Source data:
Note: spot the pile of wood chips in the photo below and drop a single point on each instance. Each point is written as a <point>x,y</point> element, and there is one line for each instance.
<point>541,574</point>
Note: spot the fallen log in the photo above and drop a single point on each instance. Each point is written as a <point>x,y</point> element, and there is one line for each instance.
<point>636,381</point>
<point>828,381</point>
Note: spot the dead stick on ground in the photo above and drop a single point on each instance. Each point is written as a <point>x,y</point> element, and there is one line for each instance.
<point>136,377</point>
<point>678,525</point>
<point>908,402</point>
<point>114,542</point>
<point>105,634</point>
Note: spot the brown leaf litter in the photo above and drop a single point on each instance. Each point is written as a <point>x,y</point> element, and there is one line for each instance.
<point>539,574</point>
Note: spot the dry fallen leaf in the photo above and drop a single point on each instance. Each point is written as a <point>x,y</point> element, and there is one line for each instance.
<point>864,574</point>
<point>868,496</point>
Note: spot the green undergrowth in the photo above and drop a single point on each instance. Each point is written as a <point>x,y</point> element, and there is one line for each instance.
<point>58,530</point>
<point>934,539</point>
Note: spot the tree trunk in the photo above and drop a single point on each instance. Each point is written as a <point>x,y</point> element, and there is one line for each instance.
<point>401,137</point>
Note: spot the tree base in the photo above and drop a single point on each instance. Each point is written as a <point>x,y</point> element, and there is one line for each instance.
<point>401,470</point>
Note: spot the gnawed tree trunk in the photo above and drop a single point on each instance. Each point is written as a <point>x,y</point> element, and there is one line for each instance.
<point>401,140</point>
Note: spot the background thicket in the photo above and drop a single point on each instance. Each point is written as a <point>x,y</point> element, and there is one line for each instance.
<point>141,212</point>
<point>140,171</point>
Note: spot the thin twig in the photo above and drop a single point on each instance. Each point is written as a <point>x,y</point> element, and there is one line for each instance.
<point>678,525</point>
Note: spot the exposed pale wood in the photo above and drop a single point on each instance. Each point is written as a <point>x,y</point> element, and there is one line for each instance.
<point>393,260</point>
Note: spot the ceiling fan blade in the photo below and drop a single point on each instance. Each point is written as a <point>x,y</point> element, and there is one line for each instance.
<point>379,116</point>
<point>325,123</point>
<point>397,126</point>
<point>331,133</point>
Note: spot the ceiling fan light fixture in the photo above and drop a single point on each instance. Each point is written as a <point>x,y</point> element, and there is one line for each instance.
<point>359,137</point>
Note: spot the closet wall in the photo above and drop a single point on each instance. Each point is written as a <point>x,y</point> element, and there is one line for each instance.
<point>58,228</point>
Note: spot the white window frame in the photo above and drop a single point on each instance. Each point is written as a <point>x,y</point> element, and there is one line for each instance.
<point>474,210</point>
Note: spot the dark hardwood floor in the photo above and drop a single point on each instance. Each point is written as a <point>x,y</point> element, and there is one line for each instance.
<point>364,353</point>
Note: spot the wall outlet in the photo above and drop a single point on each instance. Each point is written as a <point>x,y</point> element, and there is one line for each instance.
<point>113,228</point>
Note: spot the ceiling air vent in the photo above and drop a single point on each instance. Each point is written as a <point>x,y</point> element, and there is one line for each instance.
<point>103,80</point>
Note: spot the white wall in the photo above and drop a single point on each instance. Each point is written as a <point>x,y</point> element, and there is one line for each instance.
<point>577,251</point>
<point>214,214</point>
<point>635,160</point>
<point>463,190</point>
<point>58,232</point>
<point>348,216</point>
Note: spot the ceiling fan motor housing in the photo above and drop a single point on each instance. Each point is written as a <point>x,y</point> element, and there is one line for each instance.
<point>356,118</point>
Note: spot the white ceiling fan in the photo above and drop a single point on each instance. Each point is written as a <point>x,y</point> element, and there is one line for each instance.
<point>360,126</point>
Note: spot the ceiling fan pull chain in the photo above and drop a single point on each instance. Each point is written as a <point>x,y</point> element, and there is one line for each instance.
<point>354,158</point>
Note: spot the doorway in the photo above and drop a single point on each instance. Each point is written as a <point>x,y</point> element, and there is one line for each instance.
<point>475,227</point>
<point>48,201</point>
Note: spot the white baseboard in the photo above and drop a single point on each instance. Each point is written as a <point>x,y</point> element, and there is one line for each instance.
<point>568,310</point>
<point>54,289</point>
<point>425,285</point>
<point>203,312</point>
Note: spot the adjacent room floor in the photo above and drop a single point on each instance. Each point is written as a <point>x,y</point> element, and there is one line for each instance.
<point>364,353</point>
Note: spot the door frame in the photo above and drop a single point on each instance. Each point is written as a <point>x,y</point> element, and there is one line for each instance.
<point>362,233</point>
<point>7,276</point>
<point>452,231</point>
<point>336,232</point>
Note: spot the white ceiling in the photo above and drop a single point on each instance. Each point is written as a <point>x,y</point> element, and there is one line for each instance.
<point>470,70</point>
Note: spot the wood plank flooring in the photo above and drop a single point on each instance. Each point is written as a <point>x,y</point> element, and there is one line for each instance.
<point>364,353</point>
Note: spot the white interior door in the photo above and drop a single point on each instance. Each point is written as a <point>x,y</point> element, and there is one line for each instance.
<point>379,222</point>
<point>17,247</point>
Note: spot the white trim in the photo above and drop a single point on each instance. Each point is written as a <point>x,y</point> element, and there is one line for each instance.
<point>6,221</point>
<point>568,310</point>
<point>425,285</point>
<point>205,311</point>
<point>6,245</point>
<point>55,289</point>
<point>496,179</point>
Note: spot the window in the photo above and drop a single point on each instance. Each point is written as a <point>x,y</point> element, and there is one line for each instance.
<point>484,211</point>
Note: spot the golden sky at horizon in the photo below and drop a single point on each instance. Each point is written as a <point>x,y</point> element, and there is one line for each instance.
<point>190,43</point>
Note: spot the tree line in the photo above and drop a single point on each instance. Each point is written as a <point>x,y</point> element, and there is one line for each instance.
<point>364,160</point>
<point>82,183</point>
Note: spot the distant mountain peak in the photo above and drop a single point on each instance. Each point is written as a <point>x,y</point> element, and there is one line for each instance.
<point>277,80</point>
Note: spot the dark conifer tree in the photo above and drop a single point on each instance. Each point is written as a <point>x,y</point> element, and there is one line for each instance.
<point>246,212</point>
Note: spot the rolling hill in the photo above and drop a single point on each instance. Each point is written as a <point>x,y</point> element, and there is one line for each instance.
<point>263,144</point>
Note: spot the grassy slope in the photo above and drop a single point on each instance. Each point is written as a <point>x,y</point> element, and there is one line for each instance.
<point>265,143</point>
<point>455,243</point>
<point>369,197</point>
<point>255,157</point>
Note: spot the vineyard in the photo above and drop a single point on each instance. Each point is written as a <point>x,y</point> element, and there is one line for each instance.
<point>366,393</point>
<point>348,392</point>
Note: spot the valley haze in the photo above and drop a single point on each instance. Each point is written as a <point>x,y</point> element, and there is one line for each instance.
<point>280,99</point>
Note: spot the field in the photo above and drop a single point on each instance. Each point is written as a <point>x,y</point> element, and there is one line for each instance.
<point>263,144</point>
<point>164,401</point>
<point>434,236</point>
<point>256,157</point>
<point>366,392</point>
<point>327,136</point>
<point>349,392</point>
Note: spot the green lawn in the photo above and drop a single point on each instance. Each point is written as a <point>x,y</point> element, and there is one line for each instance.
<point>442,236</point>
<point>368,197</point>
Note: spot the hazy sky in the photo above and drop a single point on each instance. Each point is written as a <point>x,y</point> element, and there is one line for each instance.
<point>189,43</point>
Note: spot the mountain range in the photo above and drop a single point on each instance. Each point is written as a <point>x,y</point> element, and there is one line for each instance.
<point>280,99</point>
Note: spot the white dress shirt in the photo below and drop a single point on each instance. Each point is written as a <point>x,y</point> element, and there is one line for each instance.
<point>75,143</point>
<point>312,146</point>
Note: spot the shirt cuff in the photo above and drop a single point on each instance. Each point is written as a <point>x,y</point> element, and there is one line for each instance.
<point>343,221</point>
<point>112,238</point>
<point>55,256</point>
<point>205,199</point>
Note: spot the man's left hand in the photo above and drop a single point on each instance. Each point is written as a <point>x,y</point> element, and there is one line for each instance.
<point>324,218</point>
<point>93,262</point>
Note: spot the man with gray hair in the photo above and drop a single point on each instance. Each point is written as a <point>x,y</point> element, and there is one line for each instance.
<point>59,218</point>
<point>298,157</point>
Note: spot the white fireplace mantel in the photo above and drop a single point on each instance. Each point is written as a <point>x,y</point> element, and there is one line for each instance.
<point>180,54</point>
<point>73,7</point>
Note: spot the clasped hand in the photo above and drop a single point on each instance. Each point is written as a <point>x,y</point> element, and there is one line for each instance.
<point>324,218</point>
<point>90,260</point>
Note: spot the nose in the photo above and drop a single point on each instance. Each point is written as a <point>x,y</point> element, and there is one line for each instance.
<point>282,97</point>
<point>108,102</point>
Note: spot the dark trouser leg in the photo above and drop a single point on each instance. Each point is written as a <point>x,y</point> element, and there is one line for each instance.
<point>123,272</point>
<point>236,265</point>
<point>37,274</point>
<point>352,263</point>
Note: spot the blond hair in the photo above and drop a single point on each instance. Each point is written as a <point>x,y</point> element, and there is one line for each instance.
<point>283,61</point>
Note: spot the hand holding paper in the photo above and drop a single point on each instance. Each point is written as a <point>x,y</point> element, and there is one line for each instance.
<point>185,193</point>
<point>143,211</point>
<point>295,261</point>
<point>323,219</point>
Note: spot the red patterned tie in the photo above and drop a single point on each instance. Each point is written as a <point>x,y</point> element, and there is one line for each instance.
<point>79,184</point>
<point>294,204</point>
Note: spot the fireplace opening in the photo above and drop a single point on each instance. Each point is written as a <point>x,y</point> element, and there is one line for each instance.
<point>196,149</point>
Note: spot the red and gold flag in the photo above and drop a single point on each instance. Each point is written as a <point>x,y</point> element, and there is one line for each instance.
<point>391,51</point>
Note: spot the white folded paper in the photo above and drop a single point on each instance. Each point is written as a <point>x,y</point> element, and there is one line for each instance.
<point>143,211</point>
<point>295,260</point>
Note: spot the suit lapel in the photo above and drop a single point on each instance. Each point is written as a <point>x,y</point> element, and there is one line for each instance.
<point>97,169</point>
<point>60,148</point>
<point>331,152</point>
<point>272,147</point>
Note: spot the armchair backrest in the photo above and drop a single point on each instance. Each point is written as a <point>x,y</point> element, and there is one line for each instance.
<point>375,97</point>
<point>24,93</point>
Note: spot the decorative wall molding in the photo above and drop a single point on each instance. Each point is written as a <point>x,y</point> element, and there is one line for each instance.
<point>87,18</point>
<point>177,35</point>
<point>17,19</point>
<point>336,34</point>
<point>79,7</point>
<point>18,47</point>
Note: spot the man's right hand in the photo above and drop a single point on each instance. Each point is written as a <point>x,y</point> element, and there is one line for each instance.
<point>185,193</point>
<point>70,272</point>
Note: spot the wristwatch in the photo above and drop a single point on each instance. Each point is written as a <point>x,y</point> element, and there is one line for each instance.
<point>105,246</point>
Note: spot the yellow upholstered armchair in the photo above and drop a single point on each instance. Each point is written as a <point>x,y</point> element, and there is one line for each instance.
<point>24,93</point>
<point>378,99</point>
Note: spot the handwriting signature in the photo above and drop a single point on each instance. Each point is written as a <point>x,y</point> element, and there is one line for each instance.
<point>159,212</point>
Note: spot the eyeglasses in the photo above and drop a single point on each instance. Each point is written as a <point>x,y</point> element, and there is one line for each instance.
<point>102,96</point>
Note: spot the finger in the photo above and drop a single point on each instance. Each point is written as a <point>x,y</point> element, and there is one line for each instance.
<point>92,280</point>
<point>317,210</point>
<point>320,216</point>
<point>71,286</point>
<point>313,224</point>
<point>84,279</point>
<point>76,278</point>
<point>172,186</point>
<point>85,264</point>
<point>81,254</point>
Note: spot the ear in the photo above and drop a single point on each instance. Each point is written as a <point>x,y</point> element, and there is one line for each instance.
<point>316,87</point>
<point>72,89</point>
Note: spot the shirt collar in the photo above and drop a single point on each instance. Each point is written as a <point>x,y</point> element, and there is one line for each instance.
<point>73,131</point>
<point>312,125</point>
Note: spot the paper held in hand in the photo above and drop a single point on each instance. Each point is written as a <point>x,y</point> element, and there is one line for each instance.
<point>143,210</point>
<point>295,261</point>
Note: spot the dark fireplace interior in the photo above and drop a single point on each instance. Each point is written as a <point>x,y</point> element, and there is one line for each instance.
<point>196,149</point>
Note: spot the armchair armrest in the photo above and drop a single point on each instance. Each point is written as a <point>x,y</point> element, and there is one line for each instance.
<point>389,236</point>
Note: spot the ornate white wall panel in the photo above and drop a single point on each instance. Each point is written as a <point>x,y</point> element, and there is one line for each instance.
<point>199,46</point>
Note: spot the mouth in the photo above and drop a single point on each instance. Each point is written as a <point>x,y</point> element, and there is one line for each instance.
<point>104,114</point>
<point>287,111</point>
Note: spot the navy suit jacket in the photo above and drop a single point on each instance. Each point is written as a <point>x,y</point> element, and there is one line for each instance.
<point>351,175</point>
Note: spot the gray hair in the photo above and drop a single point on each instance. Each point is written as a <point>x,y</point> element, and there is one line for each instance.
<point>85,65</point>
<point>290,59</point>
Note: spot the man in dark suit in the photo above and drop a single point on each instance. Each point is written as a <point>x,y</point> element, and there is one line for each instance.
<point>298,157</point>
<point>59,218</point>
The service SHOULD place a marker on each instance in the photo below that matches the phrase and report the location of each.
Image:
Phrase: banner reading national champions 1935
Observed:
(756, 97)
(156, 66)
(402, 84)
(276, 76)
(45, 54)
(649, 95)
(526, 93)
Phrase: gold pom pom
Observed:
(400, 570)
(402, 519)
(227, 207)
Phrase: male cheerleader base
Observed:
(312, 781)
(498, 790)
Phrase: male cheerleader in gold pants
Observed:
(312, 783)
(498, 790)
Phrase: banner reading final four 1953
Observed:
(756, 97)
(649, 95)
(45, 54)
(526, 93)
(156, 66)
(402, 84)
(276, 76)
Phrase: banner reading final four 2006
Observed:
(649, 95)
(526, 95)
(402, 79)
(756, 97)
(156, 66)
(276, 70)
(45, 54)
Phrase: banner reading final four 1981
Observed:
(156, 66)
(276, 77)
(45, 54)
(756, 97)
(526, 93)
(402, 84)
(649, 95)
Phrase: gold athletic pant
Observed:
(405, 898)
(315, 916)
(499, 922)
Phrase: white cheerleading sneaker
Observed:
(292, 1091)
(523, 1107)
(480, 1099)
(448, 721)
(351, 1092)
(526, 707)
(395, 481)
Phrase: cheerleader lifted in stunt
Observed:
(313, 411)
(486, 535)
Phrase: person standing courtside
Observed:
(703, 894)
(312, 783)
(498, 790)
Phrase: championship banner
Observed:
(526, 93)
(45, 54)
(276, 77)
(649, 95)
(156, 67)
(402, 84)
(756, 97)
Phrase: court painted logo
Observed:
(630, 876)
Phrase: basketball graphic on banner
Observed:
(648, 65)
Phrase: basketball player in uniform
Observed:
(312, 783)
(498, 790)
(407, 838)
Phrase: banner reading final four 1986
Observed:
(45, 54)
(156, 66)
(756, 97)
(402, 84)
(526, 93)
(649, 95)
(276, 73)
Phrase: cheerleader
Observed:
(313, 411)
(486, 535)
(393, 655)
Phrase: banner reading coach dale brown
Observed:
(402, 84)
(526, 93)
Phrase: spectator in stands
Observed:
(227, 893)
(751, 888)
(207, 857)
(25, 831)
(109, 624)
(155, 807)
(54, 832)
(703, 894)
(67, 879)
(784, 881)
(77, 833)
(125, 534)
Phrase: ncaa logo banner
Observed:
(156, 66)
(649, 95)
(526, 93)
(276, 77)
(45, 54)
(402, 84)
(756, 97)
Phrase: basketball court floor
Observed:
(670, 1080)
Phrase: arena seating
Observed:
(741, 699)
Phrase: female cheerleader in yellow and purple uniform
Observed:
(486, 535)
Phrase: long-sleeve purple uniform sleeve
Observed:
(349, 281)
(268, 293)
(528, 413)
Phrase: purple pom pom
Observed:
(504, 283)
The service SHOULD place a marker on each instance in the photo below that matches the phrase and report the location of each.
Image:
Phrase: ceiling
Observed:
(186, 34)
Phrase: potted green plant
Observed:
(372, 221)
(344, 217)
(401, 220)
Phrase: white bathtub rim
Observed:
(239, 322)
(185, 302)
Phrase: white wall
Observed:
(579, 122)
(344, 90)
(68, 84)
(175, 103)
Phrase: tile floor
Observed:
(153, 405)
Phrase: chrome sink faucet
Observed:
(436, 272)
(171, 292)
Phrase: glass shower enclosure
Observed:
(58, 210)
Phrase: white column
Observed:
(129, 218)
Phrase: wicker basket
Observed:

Activity.
Which lines of the data above contain the string "uniform"? Copy each of them.

Task answer.
Phrase: basketball player in uniform
Phrase: female cheerleader in yellow and purple uniform
Phrase: long-sleeve purple uniform sleeve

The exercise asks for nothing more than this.